This work proposes a Time-to-Contact dataset and two baselines to estimate time-to-contact. Time-to-Contact (TTC), the time for an object to collide with the observer's plane, is an important metric in autonomous driving. Vision-based, especially RGB-based TTC estimation method is needed for cost-efficiency.
优点
-
A Large dataset.
-
Promising performance.
缺点
-
It is unclear about the quality of the ground-truth labels. The authors should conduct experiments to show the quality of labels.
-
Albeit the dataset is large, what does the dataset bring? Can other methods benefit from using the dataset? In other words, a cross-dataset experiment is needed.
-
The introduction of the Nerf dataset is somewhat unclear. Why should it be used? How realistic is the dataset?
-
The authors use the MiD metric as the main metric rather than the RTE metric by stating that "Due to the instability of TTC at larger value". This makes the reviewer wonder about the validity of the TTC metric and the correctness of the proposed approaches.
问题
-
It is unclear why object-level TTC is used rather than pixel-level TTC. It seems that pixel-level TTC is more informative than object-level TTC.
-
The objective of the proposed baseline is to estimate the ratio of objects. Can we use an object detection algorithm to perform such a task? Why should we use the proposed baselines? I have found that there is an object detection method (SOT) in the experiment. Is the SOT method retrained or finetuned on the proposed dataset?

- Work to complete
A) In the review of the time-to-contact dataset, how is Time-to-Contact defined?
B) Write the next part of the review of the time-to-contact dataset, following on from its final question.

- Information shown
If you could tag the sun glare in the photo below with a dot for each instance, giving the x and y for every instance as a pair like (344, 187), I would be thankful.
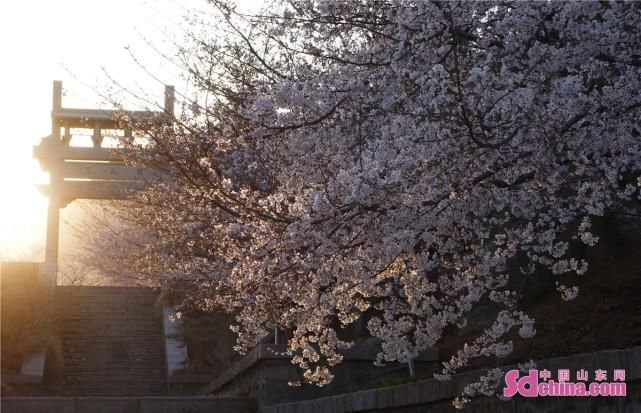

- Responses in order
A) It is the time for an object to collide with the observer's plane.

B)
-
What is the LIDAR model used in Table 2?
Minors
-
Line 064, what does "class 8" mean?
-
The authors state that "due to page limitation", the overall RTE metic is reported. The page limitation of ICLR is 10 pages, so please present more results.
-
Line 238: How do you obtain the velocity of the vehicle? Through using which data by what means? Please be specific. Is the velocity data provided by radar accurate?
-
Line 238, How exactly do you fit the velocity by the depth?
I will keep my rating as the authors do not respond to the comments.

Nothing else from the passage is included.